## [SELECTION]
========================
This is my idea of Node Knockout 2018. I mulled over it for about two weeks and am highly satisfied with what I could achieve during the hackathon. So much, that I bought the domain lobsang.network and continue developing it on GitHub.

But what is it about?

Executive Summary

Analyse websites for Search Engine Optimisation by leveraging the power of the web itself.

Distribute the effort over the web, make use of specialised services and coordinate via distributed protocols.

Technical Description

So what does that mean?

Looking at it from different angles:

  1. What does Search Engine Optimisation mean here?
  2. What effort is needed to do it?
  3. What specialised services exist?
  4. How do they coordinate their work?

Let’s dive in!

What does Search Engine Optimisation mean here?

To make sure we are on the same page, here is what I understand under these terms

What is Search Engine Optimisaton?

Here, Search Engine Optimisation (SEO, for short) describes all measures taken (optimisation) to improve the ranking of a website or -page in the Search Engine Result Page (SERP).

In other words: What can you do to make it on site one in Google?

Categories of Search Engine Optimisation

Broadly speaking, there are two categories, where you can optimise: On-Page and Off-Page.

On-Page describes all measures on your website. Optimising images, change wording, URL path structure and so on.

Off-Page describes all measures elsewhere. Think getting links from other sites (so-called backlink optimisation), improve your reputation on Social Media (generating buzz) etc.
========================
## [EXERCISE 1]
Edit a passage of the hackathon write-up: begin at the words "To make sure" and stop after "one in Google?", replacing "ranking" with "position".
## [EXERCISE 2]
Summarize the hackathon write-up in two sentences.
## [EXERCISE 3]
Extend the hackathon write-up on SEO analysis, picking up after its last sentence.
The listing has no connection to the hackathon write-up.

## [ENTRIES SUPPLIED]
========================
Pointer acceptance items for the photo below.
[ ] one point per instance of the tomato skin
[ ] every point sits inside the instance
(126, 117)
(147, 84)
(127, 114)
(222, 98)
========================
## [RESULT 1]
To make sure we are on the same page, here is what I understand under these terms

What is Search Engine Optimisaton?

Here, Search Engine Optimisation (SEO, for short) describes all measures taken (optimisation) to improve the position of a website or -page in the Search Engine Result Page (SERP).

In other words: What can you do to make it on site one in Google?

## [RESULT 2]
The author conceived a project for Node Knockout 2018, was pleased enough with the hackathon result to buy the domain lobsang.network, and continues developing it on GitHub. The project analyzes websites for Search Engine Optimization by spreading the work across specialized web services that coordinate through distributed protocols, with SEO meaning measures to improve a page's ranking in search results, split into On-Page and Off-Page categories.

## [RESULT 3]
I am focussing on On-Page optimisation for now. For Off-Page you would need more time to crawl the web, process it and discover trends.

What effort is needed to do it?

My idea is to bring ScreamingFrog SEO Spider to the web. If you look at their homepage or give their free edition a try, you can see that it basically crawls a site and looks at different information (links among your site and external, HTTP status codes, meta description and many more). No rocket science. They put some charts on top and offer an export to CSV.

Thinking through the process, we can break it down like this:

  1. Crawl the web
  2. Share the link with other processes
  3. Pick up the link
  4. So some analysis with it
  5. Share the results with other processes
  6. Pick up the results and aggregate them
  7. Present findings to the user

I can see five distinct areas here:

  1. Crawler
  2. Publisher
  3. Subscriber
  4. Processor
  5. Presenter

What specialised services exist?

Crawler

Those are basically taking a URL and follow it. They get more links and get their content as well. Really dumb. We should keep this part as lightweight as possible, so IoT devices can do it, too.

Publisher

The crawler and processor need to communicate somehow. In my hackathon I focussed on matrix.org, but other protocols could be used as well. For example WebTorrents, IPFS or MQTT.

So if we add some metadata we can use any of them. Let’s go with this:

  1. JSON
  2. With a license (SPDX identifier)
  3. With a timestamp (in ISO 8601)
  4. With a ID to allow immutability
  5. With a link to the node it was derived from
  6. With an issuer ID
  7. With an identifier to describe the topic of payload
  8. With some payload

This should be all it needs. Then the transport protocol doesn’t matter,

Subscriber

Not every service is interested in every message. I envision something like topics in MQTT or PubSub here. So a service subscribes to a topic of message and filters out everything else.

If an interesting message is received, it passes along some other service.

Processor

This are highly trained services. Say a Natural Language Processor. Or image recogniser. Or a scanner for potential accessibility issues. Something like that. By now, you find several of them in the cloud.

Presenter

A presenter is actually build up of two parts: Some kind of database to store interesting data and some means to visualise it.

They are actually dumb insofar as they should not have to process the data any further (except maybe on the writing phase of the database).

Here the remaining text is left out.